= Goal =
Print the records again, character for character.
***
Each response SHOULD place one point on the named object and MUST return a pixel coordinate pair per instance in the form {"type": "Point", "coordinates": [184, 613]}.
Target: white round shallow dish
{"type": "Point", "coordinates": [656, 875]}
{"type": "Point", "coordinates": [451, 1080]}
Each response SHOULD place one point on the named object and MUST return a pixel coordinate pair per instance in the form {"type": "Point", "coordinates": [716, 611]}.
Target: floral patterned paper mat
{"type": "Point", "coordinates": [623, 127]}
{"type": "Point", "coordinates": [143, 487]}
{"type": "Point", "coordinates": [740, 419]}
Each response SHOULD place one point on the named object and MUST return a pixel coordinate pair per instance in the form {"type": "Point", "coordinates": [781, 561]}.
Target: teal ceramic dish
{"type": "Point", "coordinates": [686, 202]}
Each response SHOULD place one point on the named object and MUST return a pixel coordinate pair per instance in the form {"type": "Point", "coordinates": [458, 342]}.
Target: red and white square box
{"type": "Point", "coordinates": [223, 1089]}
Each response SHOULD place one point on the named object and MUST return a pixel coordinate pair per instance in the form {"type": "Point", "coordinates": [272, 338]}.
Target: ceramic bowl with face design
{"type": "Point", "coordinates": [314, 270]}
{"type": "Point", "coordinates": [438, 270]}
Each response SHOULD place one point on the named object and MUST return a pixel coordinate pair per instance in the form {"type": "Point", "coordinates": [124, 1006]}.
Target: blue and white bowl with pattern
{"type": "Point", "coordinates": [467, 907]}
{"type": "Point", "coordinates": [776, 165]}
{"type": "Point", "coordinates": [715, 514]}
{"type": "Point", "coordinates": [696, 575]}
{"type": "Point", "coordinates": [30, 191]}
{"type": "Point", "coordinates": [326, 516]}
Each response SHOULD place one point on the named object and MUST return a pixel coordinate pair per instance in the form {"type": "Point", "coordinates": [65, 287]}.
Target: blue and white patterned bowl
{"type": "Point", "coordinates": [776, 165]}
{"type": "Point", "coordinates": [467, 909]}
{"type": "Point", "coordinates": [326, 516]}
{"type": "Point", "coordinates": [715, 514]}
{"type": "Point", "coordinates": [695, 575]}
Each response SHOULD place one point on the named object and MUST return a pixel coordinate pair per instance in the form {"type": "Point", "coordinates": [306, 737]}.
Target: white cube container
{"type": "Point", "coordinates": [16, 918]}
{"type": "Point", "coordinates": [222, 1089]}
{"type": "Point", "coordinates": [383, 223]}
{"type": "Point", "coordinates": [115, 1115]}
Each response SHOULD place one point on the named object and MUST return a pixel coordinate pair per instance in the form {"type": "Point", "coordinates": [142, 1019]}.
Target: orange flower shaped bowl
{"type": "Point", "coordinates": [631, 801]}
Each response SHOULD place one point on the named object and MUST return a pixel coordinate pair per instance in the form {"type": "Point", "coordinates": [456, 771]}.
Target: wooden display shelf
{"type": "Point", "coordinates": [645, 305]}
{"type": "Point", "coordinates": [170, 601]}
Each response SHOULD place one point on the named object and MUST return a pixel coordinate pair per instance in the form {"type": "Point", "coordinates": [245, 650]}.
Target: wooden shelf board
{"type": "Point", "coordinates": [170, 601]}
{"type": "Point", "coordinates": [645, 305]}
***
= Answer in full =
Each response SHOULD place one point on the named object and MUST return a pixel coordinate pair per instance in the form {"type": "Point", "coordinates": [184, 613]}.
Target: white round shallow dish
{"type": "Point", "coordinates": [656, 875]}
{"type": "Point", "coordinates": [451, 1080]}
Each response SHOULD place one point on the named object and MUST return a pixel coordinate pair per instance in the form {"type": "Point", "coordinates": [716, 611]}.
Target: floral patterned paper mat
{"type": "Point", "coordinates": [623, 127]}
{"type": "Point", "coordinates": [143, 487]}
{"type": "Point", "coordinates": [740, 419]}
Each response SHOULD place one point on the named object and MUST return a pixel coordinate pair per instance in the form {"type": "Point", "coordinates": [781, 561]}.
Target: teal ceramic dish
{"type": "Point", "coordinates": [686, 202]}
Each response SHOULD place one point on the named object and MUST return a pixel coordinate pair per instance in the form {"type": "Point", "coordinates": [458, 342]}.
Target: red and white square box
{"type": "Point", "coordinates": [223, 1089]}
Each response SHOULD place one point on the named object and MUST return a pixel coordinate pair per instance in the form {"type": "Point", "coordinates": [272, 338]}.
Target: ceramic bowl with face design
{"type": "Point", "coordinates": [314, 270]}
{"type": "Point", "coordinates": [438, 270]}
Each response SHOULD place one point on the named object and MUST return a pixel coordinate pair per instance in the form {"type": "Point", "coordinates": [124, 1006]}.
Target: blue and white bowl with pattern
{"type": "Point", "coordinates": [467, 907]}
{"type": "Point", "coordinates": [776, 165]}
{"type": "Point", "coordinates": [715, 514]}
{"type": "Point", "coordinates": [696, 575]}
{"type": "Point", "coordinates": [30, 191]}
{"type": "Point", "coordinates": [326, 516]}
Each response SHOULD place one point on the named object and MUST return a pixel coordinate pair per instance in the form {"type": "Point", "coordinates": [65, 287]}.
Target: blue and white patterned bowl
{"type": "Point", "coordinates": [776, 165]}
{"type": "Point", "coordinates": [467, 909]}
{"type": "Point", "coordinates": [326, 516]}
{"type": "Point", "coordinates": [715, 514]}
{"type": "Point", "coordinates": [695, 575]}
Each response SHOULD place one point on the named object and MUST return a pixel coordinate pair per instance in the form {"type": "Point", "coordinates": [306, 737]}.
Target: white cube container
{"type": "Point", "coordinates": [16, 918]}
{"type": "Point", "coordinates": [222, 1089]}
{"type": "Point", "coordinates": [383, 223]}
{"type": "Point", "coordinates": [115, 1115]}
Each response SHOULD place one point on the named object and MUST return a pixel coordinate pair per instance in the form {"type": "Point", "coordinates": [142, 1019]}.
Target: orange flower shaped bowl
{"type": "Point", "coordinates": [631, 801]}
Each response SHOULD place one point on the named object and MUST return a pixel coordinate pair per instance in the form {"type": "Point", "coordinates": [456, 771]}.
Target: wooden display shelf
{"type": "Point", "coordinates": [645, 305]}
{"type": "Point", "coordinates": [170, 601]}
Each response SHOULD place one point on the named object and MUST return a pixel coordinate pair per instance in the form {"type": "Point", "coordinates": [245, 650]}.
Target: wooden shelf board
{"type": "Point", "coordinates": [170, 601]}
{"type": "Point", "coordinates": [645, 305]}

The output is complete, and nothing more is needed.